Data entries
====
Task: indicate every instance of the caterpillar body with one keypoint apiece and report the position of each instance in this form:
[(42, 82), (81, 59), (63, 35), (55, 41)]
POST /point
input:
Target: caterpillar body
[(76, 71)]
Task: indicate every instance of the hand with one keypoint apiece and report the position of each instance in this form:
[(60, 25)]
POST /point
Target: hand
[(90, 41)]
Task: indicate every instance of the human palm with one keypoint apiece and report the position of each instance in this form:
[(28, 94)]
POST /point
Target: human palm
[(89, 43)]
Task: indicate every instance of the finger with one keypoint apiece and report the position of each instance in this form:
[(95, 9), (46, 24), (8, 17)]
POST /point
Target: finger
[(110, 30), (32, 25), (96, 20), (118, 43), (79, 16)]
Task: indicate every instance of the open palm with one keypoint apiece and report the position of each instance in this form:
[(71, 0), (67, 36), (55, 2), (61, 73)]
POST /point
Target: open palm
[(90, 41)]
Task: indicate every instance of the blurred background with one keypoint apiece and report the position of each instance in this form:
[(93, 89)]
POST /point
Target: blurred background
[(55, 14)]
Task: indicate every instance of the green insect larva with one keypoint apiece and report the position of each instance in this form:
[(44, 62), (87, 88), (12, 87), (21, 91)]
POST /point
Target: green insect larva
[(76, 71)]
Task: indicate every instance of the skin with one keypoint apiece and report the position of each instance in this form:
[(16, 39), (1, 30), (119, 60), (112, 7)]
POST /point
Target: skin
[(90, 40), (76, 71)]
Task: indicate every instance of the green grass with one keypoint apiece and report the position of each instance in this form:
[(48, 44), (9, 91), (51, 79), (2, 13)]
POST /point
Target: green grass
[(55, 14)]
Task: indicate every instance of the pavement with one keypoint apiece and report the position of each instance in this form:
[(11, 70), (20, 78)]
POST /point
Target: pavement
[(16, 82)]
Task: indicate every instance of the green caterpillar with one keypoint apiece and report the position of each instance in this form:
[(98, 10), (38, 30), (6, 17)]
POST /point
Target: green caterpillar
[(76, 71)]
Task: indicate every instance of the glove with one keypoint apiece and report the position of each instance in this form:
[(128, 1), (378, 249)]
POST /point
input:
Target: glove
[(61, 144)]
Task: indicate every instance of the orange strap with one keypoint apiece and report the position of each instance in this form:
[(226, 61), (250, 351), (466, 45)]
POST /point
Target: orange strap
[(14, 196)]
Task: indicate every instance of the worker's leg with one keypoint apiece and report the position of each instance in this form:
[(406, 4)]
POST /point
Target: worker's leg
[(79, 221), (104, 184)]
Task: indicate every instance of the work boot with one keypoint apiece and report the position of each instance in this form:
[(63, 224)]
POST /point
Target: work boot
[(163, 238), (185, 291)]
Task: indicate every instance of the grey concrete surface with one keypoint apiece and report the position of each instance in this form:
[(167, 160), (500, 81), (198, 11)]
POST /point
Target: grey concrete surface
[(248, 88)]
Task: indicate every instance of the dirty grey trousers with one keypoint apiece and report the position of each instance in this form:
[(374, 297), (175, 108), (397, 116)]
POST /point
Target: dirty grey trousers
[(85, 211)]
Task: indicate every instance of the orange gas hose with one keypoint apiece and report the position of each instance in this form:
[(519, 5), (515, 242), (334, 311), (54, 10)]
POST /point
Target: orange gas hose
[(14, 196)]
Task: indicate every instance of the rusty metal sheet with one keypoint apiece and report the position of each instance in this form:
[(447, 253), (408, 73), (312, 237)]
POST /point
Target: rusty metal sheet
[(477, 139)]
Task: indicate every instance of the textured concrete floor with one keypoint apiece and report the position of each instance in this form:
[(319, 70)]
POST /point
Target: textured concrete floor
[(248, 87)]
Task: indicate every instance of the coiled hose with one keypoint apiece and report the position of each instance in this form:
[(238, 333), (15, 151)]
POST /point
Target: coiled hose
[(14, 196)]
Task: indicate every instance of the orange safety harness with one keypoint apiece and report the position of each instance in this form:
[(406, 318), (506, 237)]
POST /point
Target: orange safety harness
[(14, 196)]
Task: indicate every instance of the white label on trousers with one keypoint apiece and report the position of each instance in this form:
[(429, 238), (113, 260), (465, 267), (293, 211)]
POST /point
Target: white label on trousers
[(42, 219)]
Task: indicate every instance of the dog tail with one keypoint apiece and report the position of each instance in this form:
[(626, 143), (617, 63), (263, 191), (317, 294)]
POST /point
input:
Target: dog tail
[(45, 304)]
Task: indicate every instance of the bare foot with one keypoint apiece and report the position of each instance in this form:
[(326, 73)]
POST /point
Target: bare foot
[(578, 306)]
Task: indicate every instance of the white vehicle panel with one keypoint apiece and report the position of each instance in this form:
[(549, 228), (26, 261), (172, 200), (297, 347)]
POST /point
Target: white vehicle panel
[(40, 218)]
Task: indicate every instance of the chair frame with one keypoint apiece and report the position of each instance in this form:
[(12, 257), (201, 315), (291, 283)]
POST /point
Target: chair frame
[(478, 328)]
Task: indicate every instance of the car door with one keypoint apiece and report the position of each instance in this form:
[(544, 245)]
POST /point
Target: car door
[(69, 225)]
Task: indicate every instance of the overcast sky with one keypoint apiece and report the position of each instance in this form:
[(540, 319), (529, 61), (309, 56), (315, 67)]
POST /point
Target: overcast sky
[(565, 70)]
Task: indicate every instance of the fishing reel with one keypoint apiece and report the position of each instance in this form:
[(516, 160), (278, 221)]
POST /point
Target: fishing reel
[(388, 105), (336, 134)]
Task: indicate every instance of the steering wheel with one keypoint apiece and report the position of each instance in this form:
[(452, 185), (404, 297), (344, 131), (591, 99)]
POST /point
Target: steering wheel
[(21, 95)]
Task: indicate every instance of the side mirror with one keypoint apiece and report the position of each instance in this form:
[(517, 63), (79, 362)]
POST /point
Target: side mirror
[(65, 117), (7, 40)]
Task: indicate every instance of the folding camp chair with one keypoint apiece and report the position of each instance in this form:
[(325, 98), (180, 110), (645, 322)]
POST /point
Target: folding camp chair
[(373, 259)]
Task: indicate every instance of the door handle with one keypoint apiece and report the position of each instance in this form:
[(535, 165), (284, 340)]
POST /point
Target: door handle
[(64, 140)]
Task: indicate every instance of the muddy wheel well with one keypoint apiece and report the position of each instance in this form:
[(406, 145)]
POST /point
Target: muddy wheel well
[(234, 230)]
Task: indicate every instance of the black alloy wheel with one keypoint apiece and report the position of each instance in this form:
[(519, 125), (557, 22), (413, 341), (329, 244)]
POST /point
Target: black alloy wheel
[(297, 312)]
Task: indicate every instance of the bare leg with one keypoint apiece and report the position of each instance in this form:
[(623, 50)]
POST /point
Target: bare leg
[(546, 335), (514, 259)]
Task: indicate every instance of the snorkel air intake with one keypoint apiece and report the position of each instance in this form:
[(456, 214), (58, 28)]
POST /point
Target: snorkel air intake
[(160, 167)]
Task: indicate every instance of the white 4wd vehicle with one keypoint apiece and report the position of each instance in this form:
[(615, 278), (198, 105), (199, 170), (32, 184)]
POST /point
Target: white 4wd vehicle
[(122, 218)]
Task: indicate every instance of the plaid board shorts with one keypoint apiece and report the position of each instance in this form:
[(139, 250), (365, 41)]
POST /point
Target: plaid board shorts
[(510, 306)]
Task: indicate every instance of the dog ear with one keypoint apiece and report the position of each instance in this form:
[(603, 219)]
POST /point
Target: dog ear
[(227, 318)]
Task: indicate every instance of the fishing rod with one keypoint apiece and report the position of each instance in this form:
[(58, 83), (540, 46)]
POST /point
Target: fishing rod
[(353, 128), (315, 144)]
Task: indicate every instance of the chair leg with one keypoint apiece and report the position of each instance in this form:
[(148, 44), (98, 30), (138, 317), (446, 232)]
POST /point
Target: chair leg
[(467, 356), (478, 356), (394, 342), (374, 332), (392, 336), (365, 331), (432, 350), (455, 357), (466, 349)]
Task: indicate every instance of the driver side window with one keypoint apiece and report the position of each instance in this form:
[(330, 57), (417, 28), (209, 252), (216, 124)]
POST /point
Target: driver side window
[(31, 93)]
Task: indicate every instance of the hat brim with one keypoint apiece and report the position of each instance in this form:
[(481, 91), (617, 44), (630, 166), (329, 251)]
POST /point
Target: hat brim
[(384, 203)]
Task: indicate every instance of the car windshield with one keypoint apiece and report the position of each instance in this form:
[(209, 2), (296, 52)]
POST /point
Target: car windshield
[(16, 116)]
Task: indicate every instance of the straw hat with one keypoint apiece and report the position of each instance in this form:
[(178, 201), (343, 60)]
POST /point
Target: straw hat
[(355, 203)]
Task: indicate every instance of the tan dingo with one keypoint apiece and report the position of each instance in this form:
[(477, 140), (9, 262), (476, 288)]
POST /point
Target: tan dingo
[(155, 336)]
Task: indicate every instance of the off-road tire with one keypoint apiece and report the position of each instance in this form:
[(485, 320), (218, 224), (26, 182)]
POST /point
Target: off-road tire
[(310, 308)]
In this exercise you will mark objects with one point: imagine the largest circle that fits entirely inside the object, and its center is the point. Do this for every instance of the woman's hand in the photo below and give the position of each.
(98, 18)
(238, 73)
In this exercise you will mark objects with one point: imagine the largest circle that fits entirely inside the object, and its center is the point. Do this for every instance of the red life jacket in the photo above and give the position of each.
====
### Aim of the exercise
Output each line of the records above exactly, beginning at the first, and stop once the line containing "Task: indicate every instance of the open" has been output.

### Answer to this problem
Task: indicate every instance of the caterpillar body with one keypoint apiece and report the position of each instance in this form:
[(42, 82), (81, 59), (63, 35), (55, 41)]
POST /point
input:
Target: caterpillar body
[(76, 71)]
Task: indicate every instance of the hand with one keypoint apiece and report the position of each instance in this form:
[(60, 25)]
POST /point
Target: hand
[(90, 41)]
Task: indicate every instance of the human palm with one keypoint apiece and report the position of each instance in this form:
[(28, 94)]
POST /point
Target: human palm
[(89, 43)]
Task: indicate every instance of the finger with one keypoint apiece and report the position of each instance in this form:
[(95, 9), (46, 24), (8, 17)]
POST /point
Target: finger
[(110, 30), (32, 25), (96, 20), (118, 43), (79, 16)]
Task: indicate every instance of the open palm with one keypoint apiece and report the position of each instance in this form:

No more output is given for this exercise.